## WHAT YOU WILL DO
Copy word for word every line of the records below, from the line containing "Question. Indicate one point on each instance of the mown" down through the end of the records.

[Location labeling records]
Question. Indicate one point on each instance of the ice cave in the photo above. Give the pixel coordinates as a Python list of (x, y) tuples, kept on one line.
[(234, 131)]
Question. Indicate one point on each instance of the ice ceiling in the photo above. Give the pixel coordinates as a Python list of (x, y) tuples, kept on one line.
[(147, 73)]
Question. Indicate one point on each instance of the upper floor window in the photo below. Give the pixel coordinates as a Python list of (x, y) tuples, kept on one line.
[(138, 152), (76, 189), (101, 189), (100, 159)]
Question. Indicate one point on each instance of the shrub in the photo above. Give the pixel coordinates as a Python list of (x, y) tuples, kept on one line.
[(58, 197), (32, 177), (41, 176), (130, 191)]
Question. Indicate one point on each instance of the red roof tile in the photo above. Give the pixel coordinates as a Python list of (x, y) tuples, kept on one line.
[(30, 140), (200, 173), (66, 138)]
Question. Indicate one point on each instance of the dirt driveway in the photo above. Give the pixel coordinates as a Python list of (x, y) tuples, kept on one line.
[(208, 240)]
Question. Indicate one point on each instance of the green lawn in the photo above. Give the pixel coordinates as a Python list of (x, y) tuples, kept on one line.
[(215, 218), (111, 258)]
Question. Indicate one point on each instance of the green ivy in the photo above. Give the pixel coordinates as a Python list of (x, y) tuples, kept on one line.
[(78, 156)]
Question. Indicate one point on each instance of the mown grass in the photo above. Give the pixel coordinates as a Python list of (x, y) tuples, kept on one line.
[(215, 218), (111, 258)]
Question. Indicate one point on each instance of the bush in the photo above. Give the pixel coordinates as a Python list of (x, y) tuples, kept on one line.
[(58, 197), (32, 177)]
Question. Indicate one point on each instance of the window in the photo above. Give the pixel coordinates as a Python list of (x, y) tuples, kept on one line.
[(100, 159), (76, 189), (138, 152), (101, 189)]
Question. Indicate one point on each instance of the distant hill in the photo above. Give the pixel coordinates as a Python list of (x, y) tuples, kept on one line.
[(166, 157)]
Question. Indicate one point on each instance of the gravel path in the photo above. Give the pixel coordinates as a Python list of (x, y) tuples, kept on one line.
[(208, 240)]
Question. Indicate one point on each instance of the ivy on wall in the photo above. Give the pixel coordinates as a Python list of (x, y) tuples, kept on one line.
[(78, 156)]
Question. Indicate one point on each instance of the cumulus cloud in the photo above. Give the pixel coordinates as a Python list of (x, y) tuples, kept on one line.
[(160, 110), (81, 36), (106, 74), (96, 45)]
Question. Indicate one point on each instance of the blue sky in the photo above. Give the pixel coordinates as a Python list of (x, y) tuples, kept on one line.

## REPLY
Question. Indicate one point on each instance of the mown grass in the photo above. Give the pixel coordinates as a Python list of (x, y) tuples, kept on one line.
[(215, 218), (111, 258)]
Question. Indicate one point on each instance of the bush in the photo above. Give the pixel coordinates as a Python list of (x, y) tuples, kept on one line.
[(58, 197), (32, 177)]
Question. Indicate one point on each instance of the window in the photo above. Give the pixel coordinates as a Python list of (x, y) tuples, kept on one line.
[(100, 159), (76, 189), (138, 152), (101, 189)]
Question. Indicate one point on each instance of the distant hill in the photo above. Give the pixel coordinates as a Python list of (x, y) tuples, kept on one line.
[(166, 157)]
Question. Indicate one point on each instance of the gravel path in the photo above. Give the pixel coordinates as a Python list of (x, y) tuples, kept on one line.
[(208, 240)]
Question. Indicate one point on each instance of the ivy on wall in the photo above. Give the pixel coordinates as a Python list of (x, y) tuples, kept on one line.
[(78, 156)]
Question. Indicate one point on each instance of the cumulus cloud in the photo above. Give the pixel coordinates as a Python list of (x, y) tuples, kept on one line.
[(160, 110), (81, 36), (106, 74), (96, 45)]
Question. Indicate one point on each instance of the blue sky in the photo above. Give the pixel coordinates as a Python list of (x, y) tuples, kept on one line.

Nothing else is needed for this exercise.